Il conglomerato & il sé

Semplificando, posso sunteggiare alcuni spunti presenti nei miei due precedenti articoli affermando che riguardavano la presenza nell’inquadratura del sé del fotografo.

Poi vi sono le costruzioni attorno ad un sé.

Già, il sé del fotografo ed un sé ideato.

Si fa presto a dire sé, sia il (attribuito al fotografo) o un (rappresentato dal fotografo).

Gli austriaci si sono scervellati, su questa cosa qui.

Prima di Freud, Kohut ha teorizzato il sé come una entità psichica mossa dall’io e forgiata dal confronto con altri sé.

Kohut o no, suona intuitivo ritenere che in una opera dell’umano ingegno la differenza tra il sé esplicitamente rivelato dall’autore ed un sé frutto di elaborazione artistica la differenza è sfumata.

**Consegna:** Riporti parola per parola il testo sul sé del fotografo, da "Semplificando, posso sunteggiare" fino a "questa cosa qui.".

**Dati archiviati:**
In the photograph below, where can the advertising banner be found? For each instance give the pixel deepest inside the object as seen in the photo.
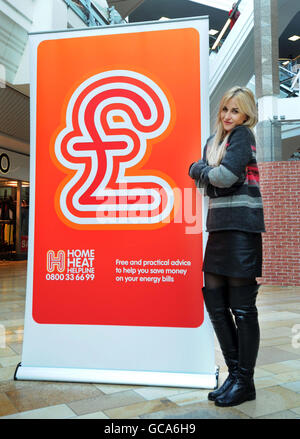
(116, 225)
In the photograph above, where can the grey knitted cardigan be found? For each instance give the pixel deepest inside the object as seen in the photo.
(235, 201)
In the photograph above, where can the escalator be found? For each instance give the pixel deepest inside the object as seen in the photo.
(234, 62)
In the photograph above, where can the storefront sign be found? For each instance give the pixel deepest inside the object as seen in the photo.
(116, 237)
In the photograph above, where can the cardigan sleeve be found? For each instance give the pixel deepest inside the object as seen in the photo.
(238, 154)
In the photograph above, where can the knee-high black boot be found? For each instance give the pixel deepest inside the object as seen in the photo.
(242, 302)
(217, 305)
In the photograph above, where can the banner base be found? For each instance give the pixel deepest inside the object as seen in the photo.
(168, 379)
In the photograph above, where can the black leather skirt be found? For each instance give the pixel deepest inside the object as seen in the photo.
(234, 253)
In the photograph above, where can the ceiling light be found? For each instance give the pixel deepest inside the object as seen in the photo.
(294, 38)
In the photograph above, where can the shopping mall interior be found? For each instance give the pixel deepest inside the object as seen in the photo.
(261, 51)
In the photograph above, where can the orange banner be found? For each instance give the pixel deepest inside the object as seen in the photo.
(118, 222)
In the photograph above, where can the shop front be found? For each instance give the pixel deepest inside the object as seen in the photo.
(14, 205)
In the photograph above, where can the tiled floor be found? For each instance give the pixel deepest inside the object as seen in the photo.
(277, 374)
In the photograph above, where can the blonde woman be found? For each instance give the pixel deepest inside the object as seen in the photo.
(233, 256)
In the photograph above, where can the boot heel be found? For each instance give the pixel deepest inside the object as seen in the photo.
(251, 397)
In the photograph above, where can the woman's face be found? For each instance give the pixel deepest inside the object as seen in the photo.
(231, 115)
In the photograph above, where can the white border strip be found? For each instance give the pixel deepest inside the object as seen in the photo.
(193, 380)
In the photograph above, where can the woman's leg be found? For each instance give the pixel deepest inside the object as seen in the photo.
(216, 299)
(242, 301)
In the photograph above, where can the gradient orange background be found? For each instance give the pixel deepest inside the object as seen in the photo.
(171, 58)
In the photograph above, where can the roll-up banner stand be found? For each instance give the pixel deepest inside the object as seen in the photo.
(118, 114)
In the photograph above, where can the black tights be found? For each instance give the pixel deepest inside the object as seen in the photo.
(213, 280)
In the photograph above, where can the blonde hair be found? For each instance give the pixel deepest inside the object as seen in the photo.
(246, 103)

==

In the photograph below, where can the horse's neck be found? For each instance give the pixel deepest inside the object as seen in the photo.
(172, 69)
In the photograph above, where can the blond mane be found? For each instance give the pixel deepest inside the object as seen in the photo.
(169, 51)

**Risultato completo:**
Semplificando, posso sunteggiare alcuni spunti presenti nei miei due precedenti articoli affermando che riguardavano la presenza nell’inquadratura del sé del fotografo.

Poi vi sono le costruzioni attorno ad un sé.

Già, il sé del fotografo ed un sé ideato.

Si fa presto a dire sé, sia il (attribuito al fotografo) o un (rappresentato dal fotografo).

Gli austriaci si sono scervellati, su questa cosa qui.